◆ WHAT YOU NEED TO DO: Starting with the line that contains "the fox snout" and going on through the end of the records, write out those lines again, requests included, with 62 added to every x and y coordinate in the answers. Leave the pictures out of your reply.

◆ ROWS:
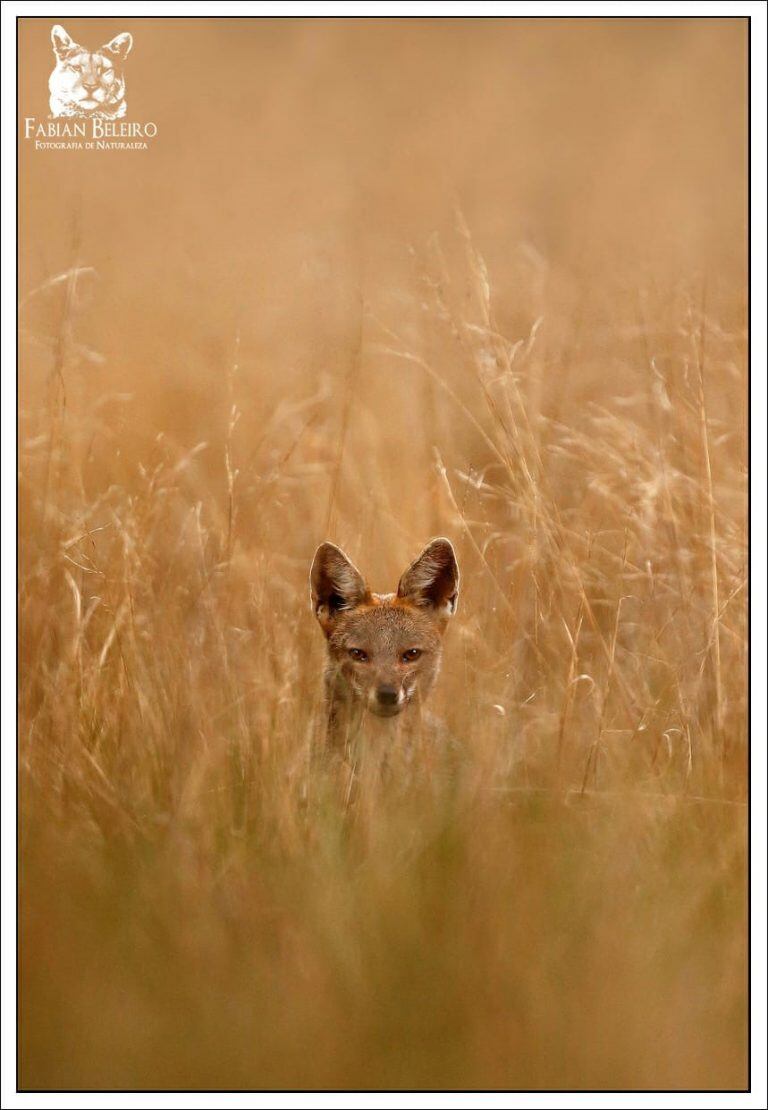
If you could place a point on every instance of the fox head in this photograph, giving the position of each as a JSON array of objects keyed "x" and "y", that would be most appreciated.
[
  {"x": 384, "y": 649},
  {"x": 88, "y": 83}
]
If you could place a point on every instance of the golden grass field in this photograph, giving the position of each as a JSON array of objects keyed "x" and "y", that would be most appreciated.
[{"x": 376, "y": 281}]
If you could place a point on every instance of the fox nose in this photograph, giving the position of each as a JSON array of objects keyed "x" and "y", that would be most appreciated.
[{"x": 387, "y": 695}]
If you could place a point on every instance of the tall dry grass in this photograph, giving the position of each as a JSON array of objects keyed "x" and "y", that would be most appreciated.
[{"x": 561, "y": 902}]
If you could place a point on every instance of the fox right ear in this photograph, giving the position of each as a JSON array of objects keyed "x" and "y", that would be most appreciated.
[
  {"x": 62, "y": 43},
  {"x": 335, "y": 585}
]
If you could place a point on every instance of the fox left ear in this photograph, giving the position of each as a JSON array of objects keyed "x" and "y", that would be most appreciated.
[
  {"x": 432, "y": 581},
  {"x": 120, "y": 46}
]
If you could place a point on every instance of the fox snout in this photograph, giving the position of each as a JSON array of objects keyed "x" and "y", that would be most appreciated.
[
  {"x": 384, "y": 649},
  {"x": 386, "y": 700}
]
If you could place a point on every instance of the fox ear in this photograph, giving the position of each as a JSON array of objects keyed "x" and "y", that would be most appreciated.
[
  {"x": 335, "y": 584},
  {"x": 120, "y": 44},
  {"x": 432, "y": 581},
  {"x": 62, "y": 43}
]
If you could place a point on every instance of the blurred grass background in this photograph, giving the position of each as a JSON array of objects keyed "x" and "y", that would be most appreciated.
[{"x": 376, "y": 280}]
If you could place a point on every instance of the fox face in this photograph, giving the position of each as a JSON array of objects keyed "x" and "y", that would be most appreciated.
[
  {"x": 88, "y": 83},
  {"x": 384, "y": 649}
]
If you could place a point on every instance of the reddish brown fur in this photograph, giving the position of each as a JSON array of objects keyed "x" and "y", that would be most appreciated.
[{"x": 383, "y": 649}]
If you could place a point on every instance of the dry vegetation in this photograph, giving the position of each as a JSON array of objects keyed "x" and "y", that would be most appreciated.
[{"x": 275, "y": 328}]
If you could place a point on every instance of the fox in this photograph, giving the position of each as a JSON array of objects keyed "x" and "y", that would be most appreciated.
[{"x": 383, "y": 651}]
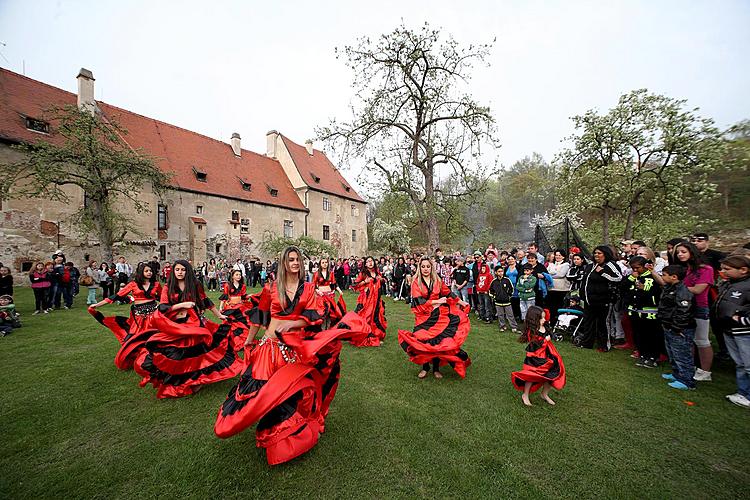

◆ ANSWER FOR THE TASK:
If you could place a point on every instance of the fox snout in this photograph, giving the position of each as a JSON array of objects keyed "x" and "y", that would be most appreciated.
[
  {"x": 446, "y": 711},
  {"x": 448, "y": 762}
]
If you could place a point on every instance of the fox ear in this photograph, giving the position of each as a JSON array of objects keyed "x" and "y", that would be most appreciated.
[
  {"x": 397, "y": 646},
  {"x": 182, "y": 106},
  {"x": 494, "y": 643},
  {"x": 124, "y": 105}
]
If you could place a point on every instance of the blurred grass background in this photograph, giving the position of each as a JSON array of objects keyed "x" and "y", that would be most appreciated.
[{"x": 438, "y": 342}]
If you could place a point on every instance of the fox face in this photograph, giving the position of each as a JSON array of objects keyed "x" and "y", that would be most appreciated.
[
  {"x": 150, "y": 145},
  {"x": 446, "y": 711}
]
If you could place a point on every instance of the reddish brown fur in this photograph, giving the position of each as a JSON array of objects keyed "x" and "y", that would be most appreciated.
[{"x": 445, "y": 711}]
If you could place a point on every instance of the dry vegetation in this photograph, giving the position of each as a JSON array of objects keyed "x" and "y", that would be most appreciated.
[{"x": 337, "y": 390}]
If you could place a point on every instance of the fox in this photograph, giving the position of each as a JSON array of objects keyed "x" and "y", that would be most appreciated.
[{"x": 445, "y": 713}]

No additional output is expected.